◆ Excerpt provided:
################

U. MICHIGAN (US) — A new way to analyze CT scans can distinguish between early-stage damage to the small airways of the lungs and more severe damage known as emphysema.
The approach could improve the diagnosis and treatment of a lung disease that affects approximately 24 million Americans and is the third-highest cause of death in the US.
In a new paper published online in Nature Medicine, a team from the University of Michigan Medical School reports on a technique called parametric response mapping, or PRM. They used PRM to analyze computed tomography, or CT, scans of the lungs of patients with chronic obstructive pulmonary disease, known as COPD, who took part in the national COPDGene study funded by the National Heart, Lung and Blood Institute.
From left to right and top to bottom, PRM images of the lungs of a healthy person, two people with mild to moderate COPD, and a person with severe emphysema. Green is healthy tissue, yellow is small airway damage, and red is more severe damage. (Credit: University of Michigan)
The researchers showed that the overall severity of a patient’s disease, as measured with PRM, matches closely with the patient’s performance on standard lung tests based on breathing ability.
“Essentially, with the PRM technique, we’ve been able to tell sub-types of COPD apart, distinguishing functional small airway disease or fSAD from emphysema and normal lung function,” says Brian Ross, a professor of radiology and biological chemistry and senior author of the new paper.
“We believe this offers a new path to more precise diagnosis and treatment planning, and a useful tool for precisely assessing the impact of new medications and other treatments.”
‘The missing link’
COPD limits a patient’s breathing ability, causing shortness of breath, coughing, wheezing, and reduced ability to exercise, walk, and do other things. Over time, many COPD patients become disabled as their disease worsens.

################

◆ Available data:
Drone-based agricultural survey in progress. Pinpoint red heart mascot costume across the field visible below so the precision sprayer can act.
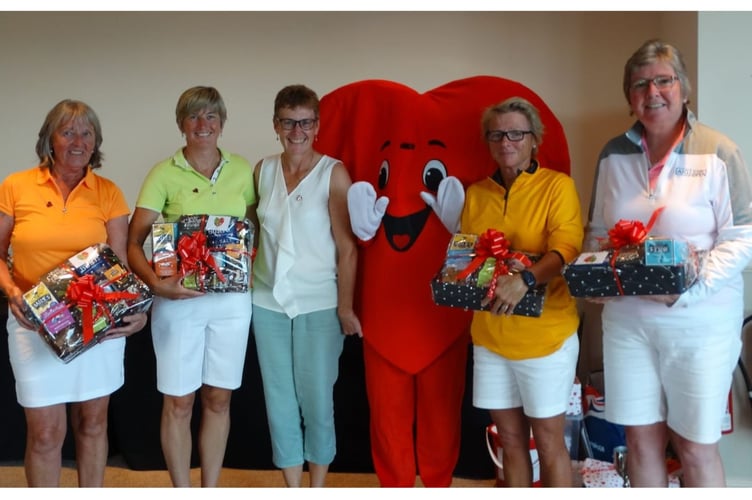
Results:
[317,76,569,487]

################

◆ Task details: Continue the article on the new CT scan technique for COPD from where it stops.

◆ Task response:
Most often associated with smoking, COPD can also result from long-term exposure to dust, and certain gases and chemicals.
“In the last decade, CT scan techniques for imaging COPD have improved steadily, but PRM is the missing link—giving us a robust way to see small airway disease and personalize treatment,” says Ella Kazerooni, a radiology professor who is a member of the COPDGene trial.
Originally developed to show the response of brain tumors to treatment, the PRM technique allows researchers to identify COPD specific changes in three-dimensional lung regions over time.
Already, a spinoff company, Imbio, has licensed the University of Michigan’s patents on the PRM technique, and is developing the technology for use in early prediction of treatment response of brain tumors and other cancers. Now Imbio has begun developing PRM for COPD subtype diagnosis and tracking.
3D lung map
With the PRM technique, the researchers use powerful computer techniques to overlay the CT scan taken during a full inhalation with an image taken during a full exhalation. The overlaid, or registered, CT images share the same geometric space, so that the lung tissue in the inflated and deflated lungs aligns.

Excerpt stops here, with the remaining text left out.